## [TASK DETAILS]
Retype the material below. Keep every word exactly as it is.

## [INPUT ROWS]
★ ★ ★ ★ ★

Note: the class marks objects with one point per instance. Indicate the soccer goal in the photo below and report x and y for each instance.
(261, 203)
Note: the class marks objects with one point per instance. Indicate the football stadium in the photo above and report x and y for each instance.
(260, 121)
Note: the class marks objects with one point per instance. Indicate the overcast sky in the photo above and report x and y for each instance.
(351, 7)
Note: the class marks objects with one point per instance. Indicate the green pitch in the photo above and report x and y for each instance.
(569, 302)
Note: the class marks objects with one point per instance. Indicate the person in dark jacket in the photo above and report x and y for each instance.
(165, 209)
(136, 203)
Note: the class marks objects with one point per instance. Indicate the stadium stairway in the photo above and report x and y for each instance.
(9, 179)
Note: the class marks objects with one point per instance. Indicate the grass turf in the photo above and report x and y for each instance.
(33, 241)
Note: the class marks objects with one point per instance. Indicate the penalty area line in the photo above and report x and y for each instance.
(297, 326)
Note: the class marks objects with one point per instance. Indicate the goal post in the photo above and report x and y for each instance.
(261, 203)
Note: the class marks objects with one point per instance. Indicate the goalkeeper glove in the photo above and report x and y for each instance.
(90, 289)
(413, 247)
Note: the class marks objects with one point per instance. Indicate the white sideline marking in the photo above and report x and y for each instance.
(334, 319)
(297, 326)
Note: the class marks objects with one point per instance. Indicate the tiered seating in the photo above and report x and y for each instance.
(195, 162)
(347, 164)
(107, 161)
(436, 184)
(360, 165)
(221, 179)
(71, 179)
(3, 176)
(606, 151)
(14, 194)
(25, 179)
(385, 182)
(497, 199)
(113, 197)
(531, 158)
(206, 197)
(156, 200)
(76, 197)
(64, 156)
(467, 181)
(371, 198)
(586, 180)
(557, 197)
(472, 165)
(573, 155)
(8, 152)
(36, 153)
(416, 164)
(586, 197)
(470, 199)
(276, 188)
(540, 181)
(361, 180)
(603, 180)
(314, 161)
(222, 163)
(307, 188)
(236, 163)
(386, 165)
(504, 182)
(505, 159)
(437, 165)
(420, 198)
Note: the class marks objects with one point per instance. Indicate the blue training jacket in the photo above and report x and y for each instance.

★ ★ ★ ★ ★

## [EXERCISE SOLUTION]
Note: the class marks objects with one point per instance. Indicate the soccer goal in the photo below and report x and y for each instance.
(261, 203)
Note: the class marks objects with one point per instance. Indicate the football stadium in the photo above and report x and y for each instance.
(260, 121)
Note: the class marks objects with one point per instance. Indicate the overcast sky in the photo above and report x and y for each instance.
(351, 7)
Note: the class marks objects with one point per instance. Indicate the green pitch in the photo above and report x and y for each instance.
(569, 302)
Note: the class marks objects with one point per instance. Indicate the person in dark jacket in the photo above and report x and y for each instance.
(165, 209)
(136, 203)
Note: the class marks objects with one point per instance. Indicate the stadium stairway in the photo above and report x and y for each instance.
(9, 179)
Note: the class marks objects with one point per instance. Indicate the grass turf in the photo above and report x and y for each instance.
(33, 241)
Note: the class marks objects with one point per instance. Indicate the penalty area line in the photo above and report x and y for each instance.
(297, 326)
Note: the class marks objects with one point per instance. Indicate the goal post in the photo above and report x and y for each instance.
(261, 203)
Note: the class marks objects with one point per instance. Indicate the goalkeeper glove in the photo above and report x and y for each instance.
(90, 289)
(413, 247)
Note: the class marks objects with one point per instance. Indicate the white sideline marking in the photo above and report x and y for each instance.
(334, 319)
(297, 326)
Note: the class marks objects with one point per instance. Indicate the tiered seating in the photo above and report x and y for each instance.
(195, 162)
(347, 164)
(107, 161)
(436, 184)
(360, 165)
(221, 179)
(71, 179)
(3, 176)
(606, 151)
(14, 194)
(25, 179)
(385, 182)
(497, 199)
(113, 197)
(531, 158)
(206, 197)
(156, 200)
(76, 197)
(64, 156)
(467, 181)
(371, 198)
(586, 180)
(557, 197)
(472, 165)
(573, 155)
(8, 152)
(36, 153)
(416, 164)
(586, 197)
(470, 199)
(276, 188)
(540, 181)
(361, 180)
(603, 180)
(314, 161)
(222, 163)
(307, 188)
(236, 163)
(386, 165)
(504, 182)
(505, 159)
(437, 165)
(420, 198)
Note: the class marks objects with one point per instance. Indicate the blue training jacket in the photo above and report x and y for each instance.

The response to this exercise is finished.